[REQUIRED WORK]
a) In the article on falling asleep, what share of Breus's cases does he estimate involve anxiety and depression as a major component?
b) Decide whether each statement agrees with the article on falling asleep: (i) James A. Rowley teaches internal medicine at Wayne State University. (ii) Breus's definition of insomnia involves difficulty falling asleep for more than 20 minutes. (iii) Drinking caffeinated beverages before bed is named as a common reason for trouble sleeping.
c) Pick up the article on falling asleep after its final line and keep writing.

[TEXT FOR ANALYSIS]
+++++

10 Tips to Fall Asleep Fast When Nothing Else Works

When counting sheep just isn't cutting it, try these absurdly simple tips.

By Mario Abad, Men’s Health

If you have trouble falling asleep at night, you may be one of the 30% of adults who suffers from insomnia.

Michael J. Breus, PhD, sleep specialist and founder of the website the Sleep Doctor, defines insomnia as when a person has difficulty falling asleep for more than 30 minutes more than three times a week, for more than three weeks a month and for more than three months (he calls this "the rule of threes").

But why are you struggling to fall asleep in the first place?

Breus says that often, people who have trouble falling asleep struggle with anxiety and depression. "I would estimate that this is a major component in about 65% of my cases," he says.

But according to James A. Rowley, a professor of internal medicine at Wayne State University, additional causes include stress at home and/or work, or a stressful life event such as the death of a loved one, an upcoming exam, or a big move. Other common reasons include an irregular sleep/wake pattern, excessive alcohol use, and drinking caffeinated beverages or smoking before bed.

Finally, different medical conditions and sleep disorders can also be linked to insomnia, including obstructive sleep apnea and restless leg syndrome, says Breus.

Once you've ID'ed the cause of your trouble sleeping, here are some tips you can try to help you get back on track.


Stick to a pattern.

+++++

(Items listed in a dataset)
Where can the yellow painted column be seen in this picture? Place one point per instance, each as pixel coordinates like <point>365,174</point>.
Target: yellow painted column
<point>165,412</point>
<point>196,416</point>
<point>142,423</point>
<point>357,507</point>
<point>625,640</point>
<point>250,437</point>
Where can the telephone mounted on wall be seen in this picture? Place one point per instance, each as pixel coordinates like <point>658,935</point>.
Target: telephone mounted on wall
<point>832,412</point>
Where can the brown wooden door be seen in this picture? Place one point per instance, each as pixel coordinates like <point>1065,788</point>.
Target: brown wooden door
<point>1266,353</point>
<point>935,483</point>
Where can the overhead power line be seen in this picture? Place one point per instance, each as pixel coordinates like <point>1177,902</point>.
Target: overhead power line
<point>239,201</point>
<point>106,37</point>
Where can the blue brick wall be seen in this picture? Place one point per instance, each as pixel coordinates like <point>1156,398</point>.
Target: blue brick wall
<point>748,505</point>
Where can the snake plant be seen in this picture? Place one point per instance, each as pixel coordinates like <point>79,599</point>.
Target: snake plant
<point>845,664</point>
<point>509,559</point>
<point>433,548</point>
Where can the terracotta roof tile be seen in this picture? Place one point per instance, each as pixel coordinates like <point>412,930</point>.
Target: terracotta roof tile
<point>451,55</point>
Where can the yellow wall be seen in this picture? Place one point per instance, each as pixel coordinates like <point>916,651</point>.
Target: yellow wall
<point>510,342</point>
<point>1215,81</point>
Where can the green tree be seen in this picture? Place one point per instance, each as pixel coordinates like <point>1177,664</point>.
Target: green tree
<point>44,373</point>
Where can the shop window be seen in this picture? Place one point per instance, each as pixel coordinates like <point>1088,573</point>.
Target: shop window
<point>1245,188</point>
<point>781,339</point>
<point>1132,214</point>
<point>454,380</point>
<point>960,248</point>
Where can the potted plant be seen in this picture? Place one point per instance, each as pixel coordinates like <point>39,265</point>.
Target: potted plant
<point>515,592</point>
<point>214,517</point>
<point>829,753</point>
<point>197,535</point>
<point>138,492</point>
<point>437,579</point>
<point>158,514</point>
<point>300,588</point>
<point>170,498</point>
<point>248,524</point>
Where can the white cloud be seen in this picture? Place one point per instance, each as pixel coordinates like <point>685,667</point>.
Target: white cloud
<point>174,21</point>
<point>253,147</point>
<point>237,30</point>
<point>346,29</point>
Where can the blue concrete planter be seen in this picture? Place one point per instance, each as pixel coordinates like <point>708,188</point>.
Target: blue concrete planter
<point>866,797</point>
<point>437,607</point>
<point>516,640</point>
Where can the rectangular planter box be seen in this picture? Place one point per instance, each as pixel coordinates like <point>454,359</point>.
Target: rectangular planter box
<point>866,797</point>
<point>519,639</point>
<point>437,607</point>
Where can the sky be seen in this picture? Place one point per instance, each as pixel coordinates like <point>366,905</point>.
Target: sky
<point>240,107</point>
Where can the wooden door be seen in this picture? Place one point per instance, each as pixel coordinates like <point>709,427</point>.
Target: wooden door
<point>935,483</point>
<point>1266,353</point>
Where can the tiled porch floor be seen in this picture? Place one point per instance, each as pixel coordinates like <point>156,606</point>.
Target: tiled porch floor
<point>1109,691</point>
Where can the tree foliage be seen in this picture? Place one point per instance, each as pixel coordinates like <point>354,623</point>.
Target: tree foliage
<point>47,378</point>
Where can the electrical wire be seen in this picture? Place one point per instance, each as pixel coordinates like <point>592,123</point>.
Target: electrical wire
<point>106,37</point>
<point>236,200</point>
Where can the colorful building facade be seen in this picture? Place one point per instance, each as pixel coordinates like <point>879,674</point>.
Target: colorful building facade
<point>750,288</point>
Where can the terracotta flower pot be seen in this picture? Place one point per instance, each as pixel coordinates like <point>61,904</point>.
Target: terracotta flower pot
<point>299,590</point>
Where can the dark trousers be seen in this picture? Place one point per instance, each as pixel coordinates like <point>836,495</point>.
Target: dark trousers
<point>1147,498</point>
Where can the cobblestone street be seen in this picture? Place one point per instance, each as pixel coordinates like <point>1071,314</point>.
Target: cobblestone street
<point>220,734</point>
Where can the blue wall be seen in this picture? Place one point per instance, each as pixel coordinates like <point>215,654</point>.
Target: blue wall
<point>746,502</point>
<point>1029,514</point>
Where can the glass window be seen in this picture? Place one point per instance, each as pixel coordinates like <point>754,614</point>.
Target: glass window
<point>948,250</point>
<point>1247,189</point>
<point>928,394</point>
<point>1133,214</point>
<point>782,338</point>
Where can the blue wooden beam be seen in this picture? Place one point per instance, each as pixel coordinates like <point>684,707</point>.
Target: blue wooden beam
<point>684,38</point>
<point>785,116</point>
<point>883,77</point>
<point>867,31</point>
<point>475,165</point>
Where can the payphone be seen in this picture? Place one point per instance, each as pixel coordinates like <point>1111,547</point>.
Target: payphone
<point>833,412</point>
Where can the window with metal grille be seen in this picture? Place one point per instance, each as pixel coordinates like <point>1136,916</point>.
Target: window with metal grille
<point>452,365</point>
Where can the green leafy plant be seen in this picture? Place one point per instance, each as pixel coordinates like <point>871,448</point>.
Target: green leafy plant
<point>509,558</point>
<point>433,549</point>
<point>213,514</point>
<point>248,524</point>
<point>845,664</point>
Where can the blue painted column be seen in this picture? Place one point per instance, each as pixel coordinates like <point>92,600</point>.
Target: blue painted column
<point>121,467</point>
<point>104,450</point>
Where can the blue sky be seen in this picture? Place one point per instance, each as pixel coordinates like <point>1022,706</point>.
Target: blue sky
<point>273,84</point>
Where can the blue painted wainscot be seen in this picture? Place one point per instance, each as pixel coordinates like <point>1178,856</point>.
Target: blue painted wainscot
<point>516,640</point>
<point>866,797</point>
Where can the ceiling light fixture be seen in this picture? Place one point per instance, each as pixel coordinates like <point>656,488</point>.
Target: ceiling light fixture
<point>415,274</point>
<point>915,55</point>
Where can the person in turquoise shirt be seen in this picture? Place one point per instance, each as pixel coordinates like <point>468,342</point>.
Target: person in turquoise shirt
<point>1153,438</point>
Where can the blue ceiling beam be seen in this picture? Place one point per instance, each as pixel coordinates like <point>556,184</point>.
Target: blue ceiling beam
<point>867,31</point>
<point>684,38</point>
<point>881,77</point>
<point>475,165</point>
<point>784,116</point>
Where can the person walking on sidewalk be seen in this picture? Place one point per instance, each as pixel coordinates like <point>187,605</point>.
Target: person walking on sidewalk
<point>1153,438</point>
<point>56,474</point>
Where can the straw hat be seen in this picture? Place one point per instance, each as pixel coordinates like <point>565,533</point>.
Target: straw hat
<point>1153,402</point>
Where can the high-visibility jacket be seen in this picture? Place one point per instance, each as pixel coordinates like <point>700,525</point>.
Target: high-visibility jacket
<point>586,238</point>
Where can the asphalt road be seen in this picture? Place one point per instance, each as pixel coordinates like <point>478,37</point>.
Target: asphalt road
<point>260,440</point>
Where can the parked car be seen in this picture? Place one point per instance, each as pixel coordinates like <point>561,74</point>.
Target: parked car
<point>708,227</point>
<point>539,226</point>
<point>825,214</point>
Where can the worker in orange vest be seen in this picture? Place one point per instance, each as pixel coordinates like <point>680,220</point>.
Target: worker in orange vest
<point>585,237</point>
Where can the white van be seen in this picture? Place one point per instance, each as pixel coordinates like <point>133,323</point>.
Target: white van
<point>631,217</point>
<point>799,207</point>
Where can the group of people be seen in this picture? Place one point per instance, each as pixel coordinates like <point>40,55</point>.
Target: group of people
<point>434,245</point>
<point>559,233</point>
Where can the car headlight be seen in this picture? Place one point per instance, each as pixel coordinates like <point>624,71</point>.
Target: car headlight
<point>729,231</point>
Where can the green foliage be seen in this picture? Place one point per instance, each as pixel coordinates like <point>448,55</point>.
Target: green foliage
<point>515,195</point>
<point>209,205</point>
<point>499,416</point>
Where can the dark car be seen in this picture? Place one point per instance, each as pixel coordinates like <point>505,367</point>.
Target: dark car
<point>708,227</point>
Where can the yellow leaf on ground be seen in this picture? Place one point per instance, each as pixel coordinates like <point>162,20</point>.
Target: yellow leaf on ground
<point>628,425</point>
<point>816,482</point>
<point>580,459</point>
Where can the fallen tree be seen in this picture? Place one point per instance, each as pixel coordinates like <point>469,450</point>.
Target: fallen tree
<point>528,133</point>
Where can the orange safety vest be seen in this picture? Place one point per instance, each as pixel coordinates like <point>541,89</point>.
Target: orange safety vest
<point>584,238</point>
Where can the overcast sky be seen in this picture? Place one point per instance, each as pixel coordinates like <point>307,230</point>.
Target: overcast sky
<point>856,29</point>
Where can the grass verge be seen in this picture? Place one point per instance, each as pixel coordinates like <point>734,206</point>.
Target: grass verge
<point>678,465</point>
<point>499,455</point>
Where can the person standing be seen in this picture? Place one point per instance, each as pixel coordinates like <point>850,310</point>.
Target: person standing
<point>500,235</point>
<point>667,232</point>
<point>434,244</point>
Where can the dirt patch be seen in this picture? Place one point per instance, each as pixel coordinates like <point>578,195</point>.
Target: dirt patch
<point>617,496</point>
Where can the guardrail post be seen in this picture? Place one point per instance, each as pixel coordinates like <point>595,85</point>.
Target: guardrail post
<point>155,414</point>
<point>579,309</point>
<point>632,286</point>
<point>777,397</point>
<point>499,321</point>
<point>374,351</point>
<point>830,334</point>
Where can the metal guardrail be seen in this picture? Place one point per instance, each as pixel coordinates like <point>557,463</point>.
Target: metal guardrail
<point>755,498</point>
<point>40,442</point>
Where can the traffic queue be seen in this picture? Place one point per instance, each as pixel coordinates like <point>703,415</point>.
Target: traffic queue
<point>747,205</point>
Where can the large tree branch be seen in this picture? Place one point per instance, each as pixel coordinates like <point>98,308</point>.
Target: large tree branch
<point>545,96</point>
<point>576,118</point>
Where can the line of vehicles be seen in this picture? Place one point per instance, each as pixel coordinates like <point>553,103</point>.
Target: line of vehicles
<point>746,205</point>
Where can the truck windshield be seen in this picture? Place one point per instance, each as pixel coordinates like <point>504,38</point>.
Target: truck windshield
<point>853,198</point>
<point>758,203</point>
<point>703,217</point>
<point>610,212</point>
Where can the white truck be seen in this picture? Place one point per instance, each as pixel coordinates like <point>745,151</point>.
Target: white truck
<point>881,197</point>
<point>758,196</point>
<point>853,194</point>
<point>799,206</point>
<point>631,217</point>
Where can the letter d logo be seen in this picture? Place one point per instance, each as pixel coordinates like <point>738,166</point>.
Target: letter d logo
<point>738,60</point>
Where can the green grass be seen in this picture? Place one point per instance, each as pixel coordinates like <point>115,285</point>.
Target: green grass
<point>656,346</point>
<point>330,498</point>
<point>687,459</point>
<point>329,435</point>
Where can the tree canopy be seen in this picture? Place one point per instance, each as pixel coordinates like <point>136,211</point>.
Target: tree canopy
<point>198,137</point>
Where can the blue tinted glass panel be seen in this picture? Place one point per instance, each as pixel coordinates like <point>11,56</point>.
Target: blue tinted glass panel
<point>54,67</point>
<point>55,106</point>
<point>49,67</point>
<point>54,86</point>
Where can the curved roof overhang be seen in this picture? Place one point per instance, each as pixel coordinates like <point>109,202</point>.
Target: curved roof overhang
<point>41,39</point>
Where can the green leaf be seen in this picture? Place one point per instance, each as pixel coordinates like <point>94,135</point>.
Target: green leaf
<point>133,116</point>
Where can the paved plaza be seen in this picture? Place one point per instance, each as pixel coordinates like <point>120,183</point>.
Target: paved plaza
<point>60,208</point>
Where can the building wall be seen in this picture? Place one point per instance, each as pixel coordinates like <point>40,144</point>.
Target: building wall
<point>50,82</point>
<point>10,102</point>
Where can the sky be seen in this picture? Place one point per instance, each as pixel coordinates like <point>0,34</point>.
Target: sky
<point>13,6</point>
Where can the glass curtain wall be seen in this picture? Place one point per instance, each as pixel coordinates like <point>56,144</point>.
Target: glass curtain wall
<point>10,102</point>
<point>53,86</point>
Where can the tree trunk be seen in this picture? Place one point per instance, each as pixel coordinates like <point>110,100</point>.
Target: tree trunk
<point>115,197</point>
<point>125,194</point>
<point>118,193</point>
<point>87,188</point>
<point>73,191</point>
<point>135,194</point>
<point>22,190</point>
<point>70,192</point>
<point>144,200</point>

+++++

[SET OF ANSWERS]
a) About 65%

b)
(i) Yes: "a professor of internal medicine at Wayne State University"
(ii) No: "has difficulty falling asleep for more than 30 minutes"
(iii) Yes: "Other common reasons include an irregular sleep/wake pattern, excessive alcohol use, and drinking caffeinated beverages or smoking before bed."

c)
Maintaining a regular bedtime and wake time is crucial to keeping a steady sleep schedule. "It should not vary by more than 30 minutes each day ideally," says Rowley.


Take note of your environment.

You should be sleeping in a dark, cool, and quiet environment. In general, the suggested bedroom temperature should be between 60 and 67 degrees Fahrenheit for optimal sleep, according to the National Sleep Foundation. Try buying blackout curtains or even a cooling body pad to achieve optimal sleeping conditions.


Exercise daily — but not right before bed.

If you tend to stop at the gym after work, make sure to get your workout in at least 4 hours before you go to bed. The boost in body temperature that comes with workouts might interfere with your natural sleep schedule, according to research.


Avoid taking long naps during the day.

Long naps can leave you feeling groggy, because they require waking up from a deep sleep. It's also important not to nap too late in the day, because this can make it hard to fall asleep at night.


Avoid caffeine 3-4 hours before bed.

If you drink coffee, tea, or another caffeinated drink, limit your intake to one or two cups in the morning. Consuming these drinks in the afternoon and evening can make it hard to fall asleep, or cause you to wake up during the night.


Don't drink alcohol before bed.

While alcohol, a depressant, can help you fall asleep faster, it still contributes to poor quality sleep because it can interrupt your circadian rhythm and block REM sleep, which is the most restorative kind of sleep. This can leave you feeling groggy and unfocused when you wake up.


Don't watch TV or check your email before bed.

You might think that watching Netflix can help you fall asleep, but the bright light emitted by your TV or computer screen may actually keep you up.


Don't try to force it.

If you can't fall asleep within 15-20 minutes, you should get out of bed and try reading, making yourself a cup of herbal tea, or just sitting and relaxing. Return to bed only when you're sleepy, because forcing yourself to fall asleep may exacerbate your anxiety and make the problem worse.


Try some easy acupressure tricks.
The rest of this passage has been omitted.